Of course, the consistent observance of data protection also plays a very special role, particularly in Europe. This is, however, easier said than done – because the concept of data protection must be constantly adapted to the latest technological possibilities – data protection must grow in tandem and should ideally be considered directly as a central parameter in providers’ business models. But not only that – the attitudes of users with regard to their data is also changing rapidly. Social networks are nothing else than data marketplaces from user to user – and often already from advertiser to user. Data protection concepts must take these circumstances into account; in other words the fact that users no longer need only to be protected, but are also willing to handle their data actively.
Money is data
In its latest edition, Wired carried the headline “Money wants to be free“. The authors demonstrated that existing, bank-based systems of payment were becoming increasingly obsolete on the Internet and that digital business processes are demanding new ways of transferring money from A to B. This should also work with small and tiny sums, should not fall victim to country or currency borders and should also function as quickly as digital society demands. At the same time, money has long since started to become more virtual, ultimately more digital. Of course, this has been the case in the inter-bank business (a term unheard-of 2 years ago) for a long time. But the end consumer is also starting to grow accustomed to EC cash, credit card payments, PayPal and so on. The digitalisation of money leads naturally to a lowering of transaction costs, but also of money transportation and security firm costs and so on – without the user really realising it, since if providers such as iTunes didn’t have devices to bundle many micro-payments, credit cards would actually remain an utterly inadequate method of payment on the Internet. But something is happening on this front: the power of banks and credit card companies is starting to crumble. Just to name two fascinating examples:
flattr is a service that enables voluntary payments for content on the Internet – the user carries a fixed sum and distributes points over the course of a month to offers and texts that appeal to him or her. At the end, the amount paid is distributed to the connected offers. The exciting thing about this is that it is a hybrid payment system that links conventional money flows to a digital currency. Above all, however, the digital currency is self-contained – a click on flattr can mean 10 cents but also 10 euros. There are no interest charges and no administration fees. It is personal and social. Somewhere between cash and smileys.
This service is somewhat more conventional in its approach, but perhaps more explosive as a result. Behind x.com is PayPal’s developer community. PayPal – comparable to the opening up of Facebook in the framework of the F8 initiative – has opened itself to developers and has published an API, including development tools, etc. This means that developers can develop their own applications with x.com, which contain payment functions and virtual currencies. Wow.
Money transfers of the future: an http-link
What these services – especially flattr – make clear, when you think about it, is the fact that “data is money” and “money is data” really are increasingly converging together. What is the difference between me receiving digital money for an http-link containing information that I am interested in a small car and replying to an offer via an http link to say that I would like to “transfer” money to it, as is the case with flattr?
Correct. There is no difference.
In the new data economy, money is just a certain type of data. Nothing more and nothing less.

→ **Data**:
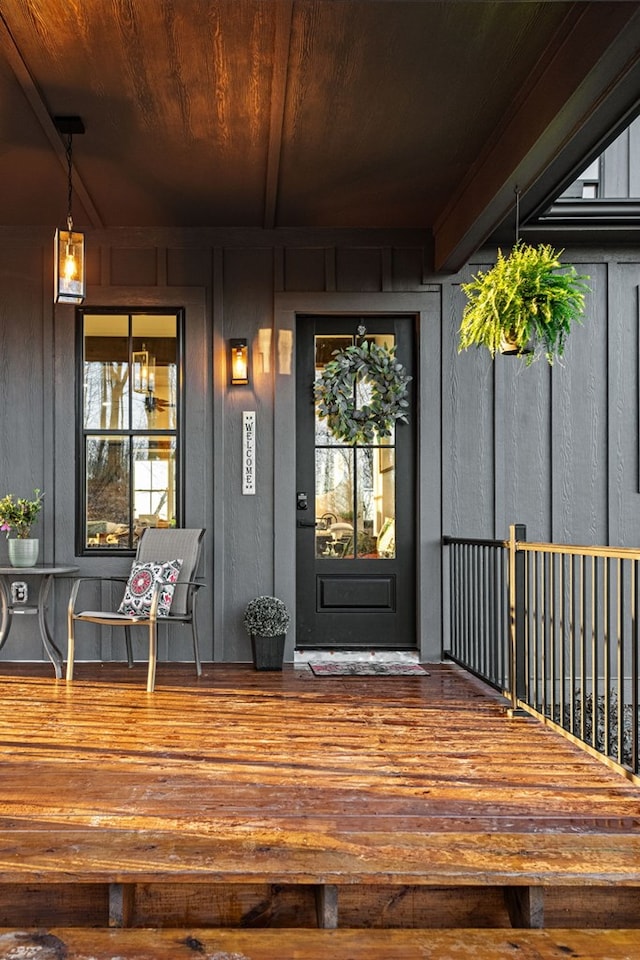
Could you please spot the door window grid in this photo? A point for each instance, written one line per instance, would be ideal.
(355, 484)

→ **What you will do**:
Answer these questions using the excerpt on money and data:
1. What headline did Wired carry in its latest edition?
2. Who is behind x.com?
3. What two kinds of charges does flattr not have?
This data comes from a separate source, not from the excerpt on money and data.

→ **Output for this task**:
1. "Money wants to be free"
2. PayPal's developer community
3. Interest charges and administration fees